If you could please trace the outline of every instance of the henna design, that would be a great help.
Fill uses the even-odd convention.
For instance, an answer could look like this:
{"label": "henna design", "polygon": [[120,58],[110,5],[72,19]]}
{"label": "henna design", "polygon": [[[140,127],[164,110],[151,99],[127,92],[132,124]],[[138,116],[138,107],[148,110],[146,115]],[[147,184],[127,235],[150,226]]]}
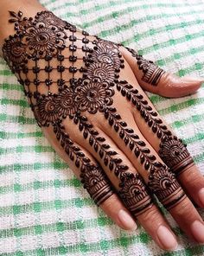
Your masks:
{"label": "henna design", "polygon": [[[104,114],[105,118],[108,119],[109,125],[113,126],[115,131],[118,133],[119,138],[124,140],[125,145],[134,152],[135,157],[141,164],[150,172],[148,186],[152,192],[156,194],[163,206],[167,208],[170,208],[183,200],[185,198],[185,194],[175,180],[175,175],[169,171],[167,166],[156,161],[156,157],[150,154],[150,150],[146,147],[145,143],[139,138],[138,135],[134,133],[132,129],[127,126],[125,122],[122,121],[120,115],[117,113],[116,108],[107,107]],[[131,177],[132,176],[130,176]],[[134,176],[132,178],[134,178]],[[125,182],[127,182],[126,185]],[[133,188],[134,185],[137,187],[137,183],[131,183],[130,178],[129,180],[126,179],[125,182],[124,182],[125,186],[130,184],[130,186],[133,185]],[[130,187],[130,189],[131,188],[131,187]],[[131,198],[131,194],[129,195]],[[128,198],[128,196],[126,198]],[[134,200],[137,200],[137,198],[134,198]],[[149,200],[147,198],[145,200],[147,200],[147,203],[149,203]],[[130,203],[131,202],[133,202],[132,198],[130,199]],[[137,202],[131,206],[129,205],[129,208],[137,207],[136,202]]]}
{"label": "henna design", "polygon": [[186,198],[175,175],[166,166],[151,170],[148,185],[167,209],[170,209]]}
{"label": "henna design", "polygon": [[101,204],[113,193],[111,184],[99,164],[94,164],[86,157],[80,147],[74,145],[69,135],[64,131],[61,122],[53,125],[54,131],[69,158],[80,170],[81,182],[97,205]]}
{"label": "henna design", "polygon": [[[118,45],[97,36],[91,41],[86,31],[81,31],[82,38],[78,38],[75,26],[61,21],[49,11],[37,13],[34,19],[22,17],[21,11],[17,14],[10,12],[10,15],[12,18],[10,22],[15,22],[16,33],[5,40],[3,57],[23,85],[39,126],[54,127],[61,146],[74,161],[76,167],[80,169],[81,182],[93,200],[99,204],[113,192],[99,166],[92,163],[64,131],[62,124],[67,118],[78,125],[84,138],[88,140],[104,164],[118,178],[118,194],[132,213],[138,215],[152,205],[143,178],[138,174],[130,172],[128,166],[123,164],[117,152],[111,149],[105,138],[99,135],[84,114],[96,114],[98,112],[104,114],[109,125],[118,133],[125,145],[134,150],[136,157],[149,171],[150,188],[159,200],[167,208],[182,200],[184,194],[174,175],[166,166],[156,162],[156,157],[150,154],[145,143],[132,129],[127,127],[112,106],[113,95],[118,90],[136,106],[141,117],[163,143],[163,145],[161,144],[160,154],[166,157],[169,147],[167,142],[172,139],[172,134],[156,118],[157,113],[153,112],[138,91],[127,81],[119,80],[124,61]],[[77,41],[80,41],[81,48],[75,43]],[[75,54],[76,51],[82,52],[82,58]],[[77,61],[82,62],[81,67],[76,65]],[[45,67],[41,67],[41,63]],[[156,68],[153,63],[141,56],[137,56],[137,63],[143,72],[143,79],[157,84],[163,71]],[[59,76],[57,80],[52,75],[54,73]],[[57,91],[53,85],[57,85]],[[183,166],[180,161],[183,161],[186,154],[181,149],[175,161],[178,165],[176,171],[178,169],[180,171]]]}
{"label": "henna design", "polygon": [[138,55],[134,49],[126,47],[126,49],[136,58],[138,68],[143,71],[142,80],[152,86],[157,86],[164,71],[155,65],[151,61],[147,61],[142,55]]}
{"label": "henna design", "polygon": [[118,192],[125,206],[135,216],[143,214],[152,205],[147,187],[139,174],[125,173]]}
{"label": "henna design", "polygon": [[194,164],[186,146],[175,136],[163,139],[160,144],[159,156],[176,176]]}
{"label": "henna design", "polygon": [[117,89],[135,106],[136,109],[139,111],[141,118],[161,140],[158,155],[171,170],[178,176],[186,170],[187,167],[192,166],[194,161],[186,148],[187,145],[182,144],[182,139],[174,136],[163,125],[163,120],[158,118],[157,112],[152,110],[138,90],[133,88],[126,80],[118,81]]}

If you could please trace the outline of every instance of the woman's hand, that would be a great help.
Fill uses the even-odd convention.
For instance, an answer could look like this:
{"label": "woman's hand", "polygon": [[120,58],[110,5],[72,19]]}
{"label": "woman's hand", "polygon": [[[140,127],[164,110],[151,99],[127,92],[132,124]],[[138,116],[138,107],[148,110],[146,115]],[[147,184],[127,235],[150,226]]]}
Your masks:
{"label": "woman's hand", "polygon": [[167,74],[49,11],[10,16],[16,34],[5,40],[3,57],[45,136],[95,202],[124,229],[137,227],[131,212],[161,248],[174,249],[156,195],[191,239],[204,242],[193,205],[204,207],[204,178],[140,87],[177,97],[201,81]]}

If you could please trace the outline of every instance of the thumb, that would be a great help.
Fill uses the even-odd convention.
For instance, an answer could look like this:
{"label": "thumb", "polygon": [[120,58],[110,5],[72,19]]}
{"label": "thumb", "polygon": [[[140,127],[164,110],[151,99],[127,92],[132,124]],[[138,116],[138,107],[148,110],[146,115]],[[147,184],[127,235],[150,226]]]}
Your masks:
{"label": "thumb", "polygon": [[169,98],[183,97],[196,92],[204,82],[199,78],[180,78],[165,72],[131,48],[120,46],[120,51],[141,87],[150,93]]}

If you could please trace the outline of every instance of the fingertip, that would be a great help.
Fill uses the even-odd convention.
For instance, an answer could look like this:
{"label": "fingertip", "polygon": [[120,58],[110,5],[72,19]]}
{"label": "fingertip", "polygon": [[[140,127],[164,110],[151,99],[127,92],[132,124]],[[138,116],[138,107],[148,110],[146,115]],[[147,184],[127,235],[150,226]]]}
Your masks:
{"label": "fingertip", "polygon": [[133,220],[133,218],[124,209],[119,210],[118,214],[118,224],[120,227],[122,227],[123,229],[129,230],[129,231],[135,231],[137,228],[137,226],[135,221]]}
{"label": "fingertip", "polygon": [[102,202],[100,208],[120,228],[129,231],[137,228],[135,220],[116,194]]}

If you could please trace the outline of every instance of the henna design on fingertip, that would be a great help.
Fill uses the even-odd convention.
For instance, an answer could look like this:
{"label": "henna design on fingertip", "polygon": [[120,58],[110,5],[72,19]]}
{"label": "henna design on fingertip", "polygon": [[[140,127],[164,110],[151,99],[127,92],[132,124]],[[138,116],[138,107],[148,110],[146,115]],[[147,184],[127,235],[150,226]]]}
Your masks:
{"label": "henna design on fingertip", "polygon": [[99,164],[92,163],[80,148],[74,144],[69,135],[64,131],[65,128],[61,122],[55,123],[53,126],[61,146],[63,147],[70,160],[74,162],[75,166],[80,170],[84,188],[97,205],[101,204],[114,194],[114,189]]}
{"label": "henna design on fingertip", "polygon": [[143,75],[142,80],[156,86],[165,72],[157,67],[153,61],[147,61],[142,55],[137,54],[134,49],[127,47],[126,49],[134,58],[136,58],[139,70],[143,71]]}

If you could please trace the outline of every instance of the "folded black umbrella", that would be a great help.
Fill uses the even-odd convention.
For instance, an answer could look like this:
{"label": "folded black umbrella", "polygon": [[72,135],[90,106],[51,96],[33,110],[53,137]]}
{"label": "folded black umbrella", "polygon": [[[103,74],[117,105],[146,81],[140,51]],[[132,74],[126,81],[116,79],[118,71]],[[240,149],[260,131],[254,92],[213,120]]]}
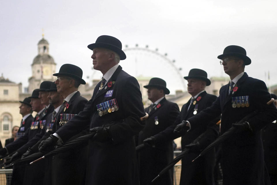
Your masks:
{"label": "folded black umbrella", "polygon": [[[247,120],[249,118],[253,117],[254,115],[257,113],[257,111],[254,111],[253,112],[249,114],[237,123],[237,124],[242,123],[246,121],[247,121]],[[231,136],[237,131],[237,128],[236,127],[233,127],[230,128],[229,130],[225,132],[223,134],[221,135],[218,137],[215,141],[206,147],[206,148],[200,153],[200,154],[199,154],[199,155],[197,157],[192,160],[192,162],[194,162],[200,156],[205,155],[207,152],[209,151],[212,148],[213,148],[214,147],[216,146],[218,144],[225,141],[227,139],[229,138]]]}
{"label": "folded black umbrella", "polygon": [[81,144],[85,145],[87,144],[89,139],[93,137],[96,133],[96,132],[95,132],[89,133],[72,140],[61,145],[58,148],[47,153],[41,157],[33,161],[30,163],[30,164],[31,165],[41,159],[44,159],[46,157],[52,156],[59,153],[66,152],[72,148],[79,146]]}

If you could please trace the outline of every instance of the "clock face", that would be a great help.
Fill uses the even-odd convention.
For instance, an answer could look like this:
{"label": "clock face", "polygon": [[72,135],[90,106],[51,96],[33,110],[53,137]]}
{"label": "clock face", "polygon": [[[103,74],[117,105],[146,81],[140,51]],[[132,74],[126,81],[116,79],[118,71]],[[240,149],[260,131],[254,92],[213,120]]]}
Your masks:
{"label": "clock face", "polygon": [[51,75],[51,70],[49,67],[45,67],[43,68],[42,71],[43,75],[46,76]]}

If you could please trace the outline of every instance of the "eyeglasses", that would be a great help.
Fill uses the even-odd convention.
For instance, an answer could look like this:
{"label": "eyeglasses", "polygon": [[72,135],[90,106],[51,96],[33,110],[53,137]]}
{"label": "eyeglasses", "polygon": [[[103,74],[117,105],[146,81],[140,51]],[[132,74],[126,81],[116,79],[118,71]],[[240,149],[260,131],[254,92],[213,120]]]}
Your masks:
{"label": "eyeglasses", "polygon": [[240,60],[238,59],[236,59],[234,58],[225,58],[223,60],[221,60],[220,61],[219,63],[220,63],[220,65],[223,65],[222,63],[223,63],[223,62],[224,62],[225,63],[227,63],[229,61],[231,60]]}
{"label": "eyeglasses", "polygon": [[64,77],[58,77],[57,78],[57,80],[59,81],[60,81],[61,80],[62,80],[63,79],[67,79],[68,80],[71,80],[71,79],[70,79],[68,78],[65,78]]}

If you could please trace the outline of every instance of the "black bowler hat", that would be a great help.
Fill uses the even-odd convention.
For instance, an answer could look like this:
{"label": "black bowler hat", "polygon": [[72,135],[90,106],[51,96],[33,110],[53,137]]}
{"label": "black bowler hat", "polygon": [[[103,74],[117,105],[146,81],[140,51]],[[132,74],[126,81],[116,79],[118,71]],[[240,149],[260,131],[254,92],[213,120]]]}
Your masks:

──────────────────────────────

- _Set exercise_:
Which lines in the material above contain the string "bowler"? Pick out and copy each one, treating uppercase and lowercase as different.

- _Task answer_:
If you could please trace the outline of every instance of the "black bowler hat", that would be a great help.
{"label": "black bowler hat", "polygon": [[72,135],[90,106],[51,96],[33,110],[53,137]]}
{"label": "black bowler hat", "polygon": [[[103,74],[117,105],[146,81],[140,51]],[[132,74],[126,81],[116,79],[118,71]],[[240,149],[260,131],[254,92],[213,120]]]}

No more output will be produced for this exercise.